Render the lines of the listing below as a numbered list, starting at the line containing "Given the photo above, point to the wheel" and ending at the last line of the listing, both included. Leave out blank lines.

/---

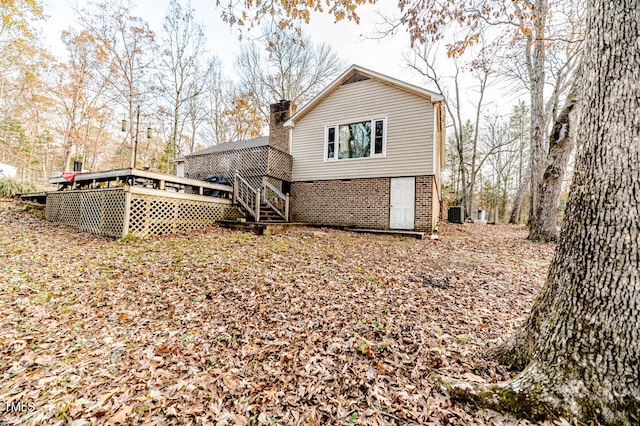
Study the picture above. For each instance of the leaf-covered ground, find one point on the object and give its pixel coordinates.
(318, 327)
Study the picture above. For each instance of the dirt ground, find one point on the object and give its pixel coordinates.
(317, 327)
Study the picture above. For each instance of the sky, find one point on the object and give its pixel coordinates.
(354, 43)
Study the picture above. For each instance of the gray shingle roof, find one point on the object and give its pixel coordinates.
(230, 146)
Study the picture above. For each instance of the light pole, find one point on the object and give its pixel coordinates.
(134, 147)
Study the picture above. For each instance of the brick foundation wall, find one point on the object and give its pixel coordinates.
(362, 203)
(358, 202)
(425, 198)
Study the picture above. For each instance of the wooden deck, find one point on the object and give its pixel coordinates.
(139, 178)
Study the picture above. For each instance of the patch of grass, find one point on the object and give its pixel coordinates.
(10, 187)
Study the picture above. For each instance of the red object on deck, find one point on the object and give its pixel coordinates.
(70, 176)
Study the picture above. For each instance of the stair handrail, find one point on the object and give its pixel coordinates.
(246, 196)
(283, 198)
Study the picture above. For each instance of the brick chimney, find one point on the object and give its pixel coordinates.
(278, 135)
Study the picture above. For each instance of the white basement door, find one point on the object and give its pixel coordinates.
(403, 195)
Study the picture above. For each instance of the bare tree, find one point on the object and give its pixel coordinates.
(580, 345)
(465, 133)
(277, 66)
(128, 45)
(183, 44)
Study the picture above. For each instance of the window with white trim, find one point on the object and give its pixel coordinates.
(361, 139)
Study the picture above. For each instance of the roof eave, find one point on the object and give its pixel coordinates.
(433, 96)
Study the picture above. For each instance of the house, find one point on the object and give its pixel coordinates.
(366, 152)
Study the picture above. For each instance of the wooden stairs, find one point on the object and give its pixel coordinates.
(267, 214)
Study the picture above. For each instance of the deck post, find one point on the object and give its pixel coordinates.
(235, 187)
(286, 207)
(258, 206)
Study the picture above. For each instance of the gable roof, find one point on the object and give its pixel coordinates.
(357, 73)
(230, 146)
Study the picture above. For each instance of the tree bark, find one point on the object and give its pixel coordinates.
(535, 66)
(514, 218)
(561, 141)
(581, 340)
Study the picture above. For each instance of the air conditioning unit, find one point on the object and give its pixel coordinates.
(455, 214)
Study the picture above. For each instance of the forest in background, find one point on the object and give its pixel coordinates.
(123, 84)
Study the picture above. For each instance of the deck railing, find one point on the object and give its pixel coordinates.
(275, 199)
(250, 198)
(246, 196)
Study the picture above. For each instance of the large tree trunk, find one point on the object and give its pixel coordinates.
(544, 221)
(581, 340)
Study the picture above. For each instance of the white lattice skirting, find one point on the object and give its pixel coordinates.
(140, 212)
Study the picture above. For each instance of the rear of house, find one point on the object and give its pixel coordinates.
(367, 152)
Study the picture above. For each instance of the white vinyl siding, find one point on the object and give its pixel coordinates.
(408, 133)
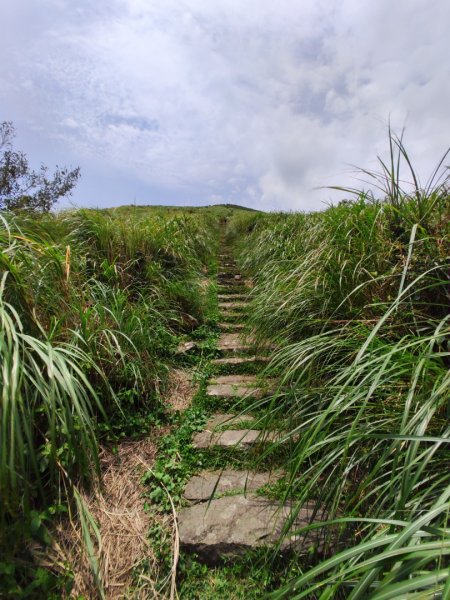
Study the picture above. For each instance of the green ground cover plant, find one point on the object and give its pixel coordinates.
(92, 307)
(356, 298)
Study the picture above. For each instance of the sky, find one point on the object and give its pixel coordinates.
(254, 102)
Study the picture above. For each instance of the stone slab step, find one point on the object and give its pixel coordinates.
(237, 380)
(227, 527)
(229, 297)
(230, 390)
(231, 326)
(233, 438)
(234, 305)
(207, 484)
(227, 419)
(232, 342)
(229, 275)
(239, 360)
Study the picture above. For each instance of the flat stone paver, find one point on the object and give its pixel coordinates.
(232, 305)
(228, 390)
(203, 486)
(250, 380)
(233, 438)
(231, 326)
(229, 526)
(239, 360)
(232, 342)
(227, 419)
(227, 297)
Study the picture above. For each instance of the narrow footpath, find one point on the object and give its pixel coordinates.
(225, 516)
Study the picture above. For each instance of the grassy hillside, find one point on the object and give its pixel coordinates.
(357, 299)
(354, 299)
(92, 306)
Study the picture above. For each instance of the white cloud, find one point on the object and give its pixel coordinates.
(259, 102)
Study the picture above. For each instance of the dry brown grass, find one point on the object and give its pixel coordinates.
(128, 567)
(118, 509)
(180, 390)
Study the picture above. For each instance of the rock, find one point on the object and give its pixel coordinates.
(239, 360)
(185, 347)
(201, 487)
(238, 306)
(227, 390)
(228, 297)
(231, 342)
(248, 380)
(229, 526)
(220, 419)
(233, 438)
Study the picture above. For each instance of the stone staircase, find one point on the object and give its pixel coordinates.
(225, 516)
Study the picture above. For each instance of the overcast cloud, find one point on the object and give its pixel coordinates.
(205, 101)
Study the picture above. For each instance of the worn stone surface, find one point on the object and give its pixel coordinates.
(227, 527)
(232, 342)
(228, 390)
(232, 296)
(229, 275)
(231, 326)
(230, 438)
(250, 380)
(201, 487)
(184, 347)
(232, 305)
(239, 360)
(227, 420)
(234, 438)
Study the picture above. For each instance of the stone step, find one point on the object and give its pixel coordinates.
(226, 326)
(232, 315)
(207, 484)
(234, 305)
(229, 297)
(237, 380)
(228, 390)
(239, 360)
(233, 438)
(229, 275)
(227, 527)
(233, 282)
(232, 342)
(226, 419)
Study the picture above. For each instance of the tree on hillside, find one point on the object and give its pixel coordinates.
(23, 188)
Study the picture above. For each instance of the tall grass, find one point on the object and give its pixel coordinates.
(357, 300)
(91, 304)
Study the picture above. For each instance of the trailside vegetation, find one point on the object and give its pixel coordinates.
(357, 298)
(92, 305)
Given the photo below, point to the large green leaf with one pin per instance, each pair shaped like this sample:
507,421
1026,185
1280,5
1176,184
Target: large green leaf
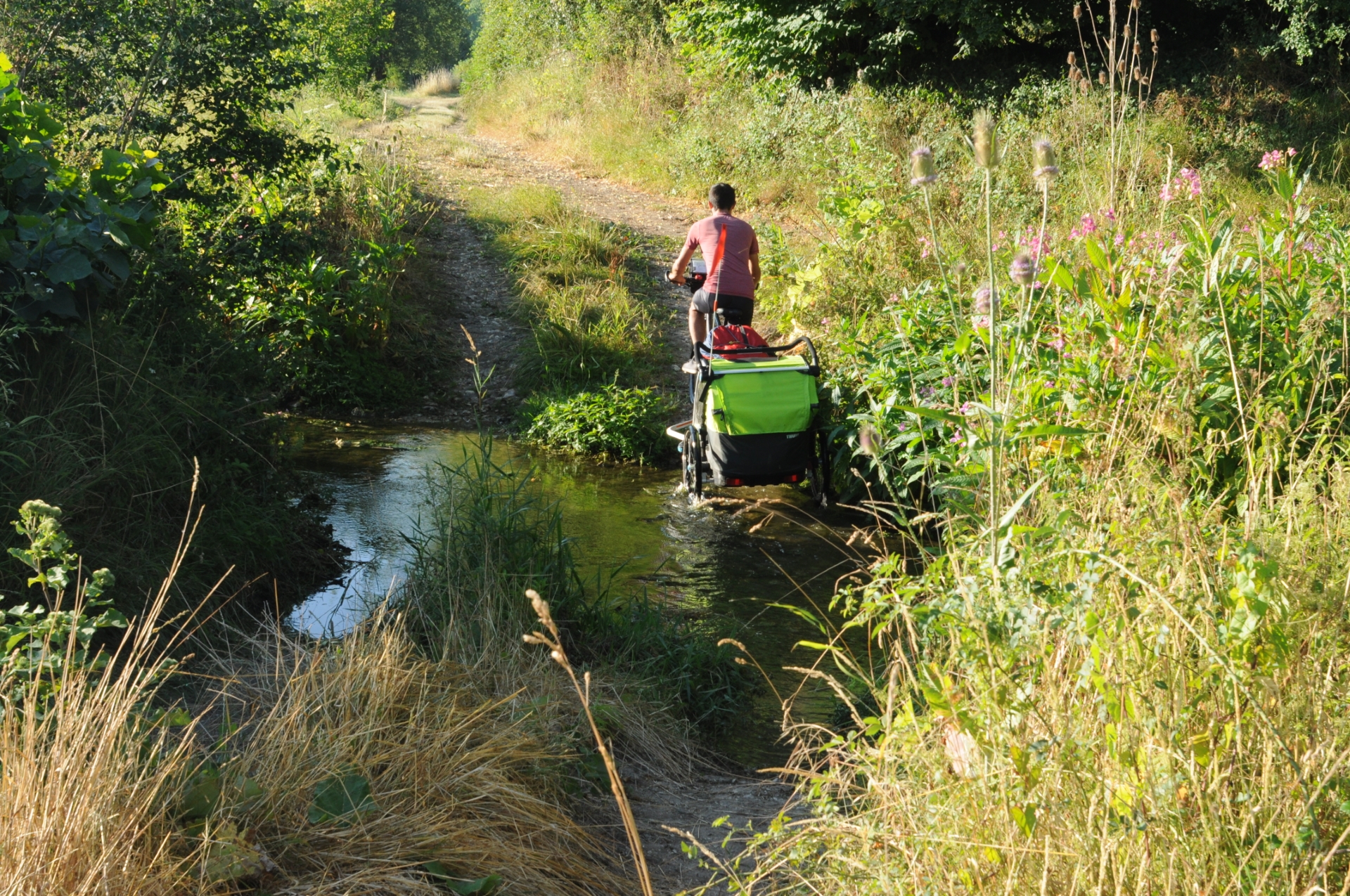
342,799
478,887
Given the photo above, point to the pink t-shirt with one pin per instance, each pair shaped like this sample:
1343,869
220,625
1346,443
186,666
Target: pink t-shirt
733,275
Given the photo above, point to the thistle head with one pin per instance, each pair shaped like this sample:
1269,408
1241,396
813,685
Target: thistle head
983,300
1046,164
1022,270
986,141
922,170
867,439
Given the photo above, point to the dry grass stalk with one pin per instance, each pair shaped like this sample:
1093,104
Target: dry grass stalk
439,83
559,655
453,777
85,809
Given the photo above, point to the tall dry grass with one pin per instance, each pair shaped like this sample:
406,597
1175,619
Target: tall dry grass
458,777
108,788
439,83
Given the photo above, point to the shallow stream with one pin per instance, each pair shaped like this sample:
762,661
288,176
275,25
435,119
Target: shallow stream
628,525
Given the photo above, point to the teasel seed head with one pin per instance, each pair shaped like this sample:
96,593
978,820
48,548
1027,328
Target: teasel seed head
982,300
986,141
1022,270
922,170
1046,164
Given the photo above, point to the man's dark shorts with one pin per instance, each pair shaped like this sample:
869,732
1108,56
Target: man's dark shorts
736,309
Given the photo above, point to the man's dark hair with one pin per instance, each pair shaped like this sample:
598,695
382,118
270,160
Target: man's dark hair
723,196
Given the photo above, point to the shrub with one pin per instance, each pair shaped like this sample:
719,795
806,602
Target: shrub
628,424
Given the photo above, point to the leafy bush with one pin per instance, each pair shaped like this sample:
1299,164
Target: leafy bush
628,424
195,82
65,233
45,642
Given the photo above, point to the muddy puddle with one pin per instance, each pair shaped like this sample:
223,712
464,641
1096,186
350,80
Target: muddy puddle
631,532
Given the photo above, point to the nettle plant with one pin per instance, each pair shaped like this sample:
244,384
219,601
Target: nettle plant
45,642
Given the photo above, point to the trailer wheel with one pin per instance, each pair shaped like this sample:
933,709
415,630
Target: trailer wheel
818,476
693,460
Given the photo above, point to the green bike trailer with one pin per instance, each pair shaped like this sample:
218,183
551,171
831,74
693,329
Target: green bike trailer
754,422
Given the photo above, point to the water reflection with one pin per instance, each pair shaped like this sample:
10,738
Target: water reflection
629,531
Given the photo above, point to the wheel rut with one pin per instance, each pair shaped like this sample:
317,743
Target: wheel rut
472,293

\---

* [Task response]:
1. Given the photo above, point to the wheel rut with one pin per instance, each pair shaped like this sample:
2. 317,743
3. Target: wheel rut
4. 472,293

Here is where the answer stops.